= REQUIRED TASK 1 =
How would you translate this sentence from the article on trauma and space into Spanish: "Thus remembrance and grief are not limited to specific places as memorials and cemeteries suggest."?
══ PAGE TEXT ══
Trauma and space – literary scholar and philosopher Judith Kasper brings these two terms together in a research project funded by the DFG about the Holocaust and its ‘aftermath’ in literature and at real places. Geographical space implies dispersed trauma and memory of the horrible event of the Holocaust.
At the beginning were “astonishment and horror”. In a Berlin exhibition about the war of extermination in the East, Judith Kasper saw a map that marked the known labor and concentration camps. And there were many. Underneath it said that determining the actual number would probably never be possible. This sight – “a huge territory patterned like a carpet with many black dots” – made Kasper reflect on the spatial understanding of the Holocaust: Institutionalized memorials at places of crimes and public monuments convey the impression that you could limit extermination to specific, nameable places. Even very thorough historical research has not yet managed to completely depict the system of camps because it constantly changed, had varied structures, and was often closely connected with its civil environment. Historiography sometimes even calls these “campified regions”.
There were two other observations. One was the literary descriptions of survivors: They found the camp of all places, with its total cutoff from which there was no escape, to be an abysmal place, a “place beyond geography” or a “void area”. Secondly, burning as a method of extermination also has a spatial dimension. Smoke and ashes spread far and wide. Thus remembrance and grief are not limited to specific places as memorials and cemeteries suggest.
Geographical space itself implies dispersed trauma and memory of the Holocaust’s terrible events – this outlines the idea of Kasper’s present research project “Traumatized Space. Topography, Dissemination, and Transference of the Holocaust”. The scholar, who holds two doctorates, wants to contribute to “a fundamentally new spatial understanding of the Holocaust” with this project, which is funded by the Deutsche Forschungsgemeinschaft (DFG) and grants her a temporary research project at the Institute for Romance Languages and Literature at the University of Potsdam.
Trauma and space – these two terms with their idiosyncratic reminiscence have a different meaning for insiders than in our everyday language. “You often come across the term ‘trauma’ in the field of cultural and literary studies,” Kasper explains. “It has become increasingly imprecise.” That is to say: Historians tend to label the singular event of the Holocaust a trauma but ignore the psychological and social wounds it has created, whereas psychoanalytically oriented literary studies are based on Freud’s understanding of psychological trauma. It may remain concealed for a long time but when it surfaces, like in case of the hysterical fits Freud studied, the causal event often remains suppressed.
“I did not merely want to introduce a new term,” the researcher says, “but rather wanted to make the existing more precise.” This is why she initially elaborated on the psychoanalytical meaning in the theoretical part of her project and only then connected it with space. This term has also changed in the academic discussion about the Holocaust. As a consequence of the Nazi ideology propagating an expansion of the “Lebensraum”, thinking about real space was frowned upon for a long time. Only at the end of the 1980s did the opinion that real space always relates to those who live or lived there and perceive it in their own way became increasingly prominent.
═══
══ DATA SECTION ══
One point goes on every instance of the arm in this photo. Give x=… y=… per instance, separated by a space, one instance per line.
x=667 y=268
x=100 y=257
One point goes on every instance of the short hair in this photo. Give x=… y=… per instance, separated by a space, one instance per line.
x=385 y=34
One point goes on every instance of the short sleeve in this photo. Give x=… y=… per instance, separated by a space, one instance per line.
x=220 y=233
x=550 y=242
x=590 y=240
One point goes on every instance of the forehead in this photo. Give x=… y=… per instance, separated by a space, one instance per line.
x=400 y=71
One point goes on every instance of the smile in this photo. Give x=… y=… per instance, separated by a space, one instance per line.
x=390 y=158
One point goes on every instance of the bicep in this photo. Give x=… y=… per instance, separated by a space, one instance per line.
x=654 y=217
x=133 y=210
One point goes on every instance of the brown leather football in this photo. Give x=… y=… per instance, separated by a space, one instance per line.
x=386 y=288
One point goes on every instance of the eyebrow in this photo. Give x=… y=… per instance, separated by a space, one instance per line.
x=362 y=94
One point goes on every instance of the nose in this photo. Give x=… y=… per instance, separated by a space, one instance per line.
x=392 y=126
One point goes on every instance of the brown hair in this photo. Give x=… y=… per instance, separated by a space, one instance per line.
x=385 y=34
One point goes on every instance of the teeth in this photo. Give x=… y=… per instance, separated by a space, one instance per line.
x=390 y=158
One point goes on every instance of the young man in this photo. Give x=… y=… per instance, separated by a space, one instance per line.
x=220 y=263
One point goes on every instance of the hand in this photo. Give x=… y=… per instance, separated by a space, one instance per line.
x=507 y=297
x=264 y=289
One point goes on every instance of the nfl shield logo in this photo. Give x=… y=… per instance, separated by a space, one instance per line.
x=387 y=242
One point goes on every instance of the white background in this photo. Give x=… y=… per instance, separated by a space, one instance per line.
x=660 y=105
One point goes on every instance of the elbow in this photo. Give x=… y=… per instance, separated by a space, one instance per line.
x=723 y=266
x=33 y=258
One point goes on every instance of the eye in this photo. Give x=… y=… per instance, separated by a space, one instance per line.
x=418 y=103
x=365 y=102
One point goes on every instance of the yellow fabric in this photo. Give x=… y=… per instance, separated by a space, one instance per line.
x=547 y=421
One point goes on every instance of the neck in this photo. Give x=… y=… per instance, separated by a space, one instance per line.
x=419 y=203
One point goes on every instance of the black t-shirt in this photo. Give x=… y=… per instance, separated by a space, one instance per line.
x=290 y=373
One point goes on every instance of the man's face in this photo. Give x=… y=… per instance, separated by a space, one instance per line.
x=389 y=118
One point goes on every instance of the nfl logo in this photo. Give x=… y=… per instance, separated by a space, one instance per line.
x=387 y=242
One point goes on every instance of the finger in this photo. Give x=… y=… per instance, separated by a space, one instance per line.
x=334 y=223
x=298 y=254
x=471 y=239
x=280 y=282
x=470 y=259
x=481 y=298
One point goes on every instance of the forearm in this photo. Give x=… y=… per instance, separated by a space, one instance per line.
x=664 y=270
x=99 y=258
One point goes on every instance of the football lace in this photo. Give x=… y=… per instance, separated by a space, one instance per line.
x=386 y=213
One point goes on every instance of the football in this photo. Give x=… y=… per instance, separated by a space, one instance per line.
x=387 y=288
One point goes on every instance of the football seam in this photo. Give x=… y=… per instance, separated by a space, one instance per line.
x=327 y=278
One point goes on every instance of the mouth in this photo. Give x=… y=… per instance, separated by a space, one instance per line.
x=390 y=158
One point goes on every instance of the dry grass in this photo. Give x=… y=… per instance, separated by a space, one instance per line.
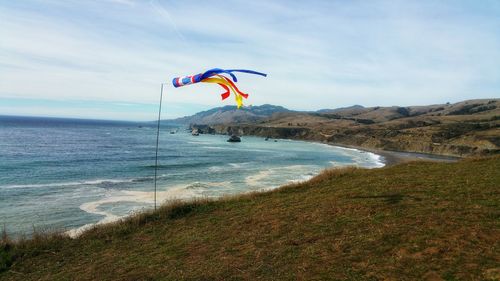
x=406 y=222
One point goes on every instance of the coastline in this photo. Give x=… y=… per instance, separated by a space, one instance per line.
x=396 y=157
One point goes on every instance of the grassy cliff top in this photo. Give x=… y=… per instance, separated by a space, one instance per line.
x=413 y=221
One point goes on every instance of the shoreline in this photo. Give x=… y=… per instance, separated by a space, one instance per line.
x=391 y=158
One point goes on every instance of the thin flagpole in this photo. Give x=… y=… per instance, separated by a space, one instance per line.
x=158 y=139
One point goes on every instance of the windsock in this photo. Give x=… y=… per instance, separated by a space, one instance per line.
x=216 y=76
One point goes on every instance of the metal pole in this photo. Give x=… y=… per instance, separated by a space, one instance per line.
x=157 y=140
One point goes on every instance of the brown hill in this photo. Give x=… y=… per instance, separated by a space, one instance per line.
x=465 y=128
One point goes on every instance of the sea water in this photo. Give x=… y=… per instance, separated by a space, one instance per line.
x=68 y=174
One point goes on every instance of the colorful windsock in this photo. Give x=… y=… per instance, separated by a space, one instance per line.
x=216 y=76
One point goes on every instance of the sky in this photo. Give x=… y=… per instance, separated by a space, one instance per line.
x=106 y=59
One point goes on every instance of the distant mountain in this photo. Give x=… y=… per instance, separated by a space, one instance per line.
x=353 y=107
x=230 y=114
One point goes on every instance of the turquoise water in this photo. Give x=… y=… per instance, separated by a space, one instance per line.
x=63 y=174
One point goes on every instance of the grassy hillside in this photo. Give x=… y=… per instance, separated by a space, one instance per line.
x=413 y=221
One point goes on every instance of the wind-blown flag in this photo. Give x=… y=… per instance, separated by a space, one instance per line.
x=216 y=76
═══
= REQUIRED TASK 2 =
Could you convert the lines of the listing from the one containing "One point goes on every instance of the elbow" down to the one containing "x=290 y=373" into a Markdown table with the columns Row and Line, leaving out any blank lines and nothing else?

= CORRECT RESULT 1 =
Así, el recuerdo y el duelo no se limitan a lugares concretos, como sugieren los memoriales y los cementerios.

= CORRECT RESULT 2 =
| Row | Line |
|---|---|
| 1 | One point goes on every instance of the elbow in this photo. Give x=… y=… per instance, separated by a space, one instance per line. |
| 2 | x=723 y=266 |
| 3 | x=33 y=258 |
| 4 | One point goes on every instance of the eye in this photo. Give x=… y=… per instance, separated by a space, one instance per line. |
| 5 | x=418 y=103 |
| 6 | x=365 y=102 |
| 7 | One point goes on every instance of the yellow fabric in this photo. Give x=… y=… per instance, separated by a space, one instance per line. |
| 8 | x=547 y=421 |
| 9 | One point goes on every instance of the neck in this photo. Give x=… y=… per instance, separated by a space, one instance per line. |
| 10 | x=419 y=203 |
| 11 | One point goes on every instance of the black t-shirt in this photo. Give x=… y=… per instance, separated by a space, one instance per line. |
| 12 | x=290 y=373 |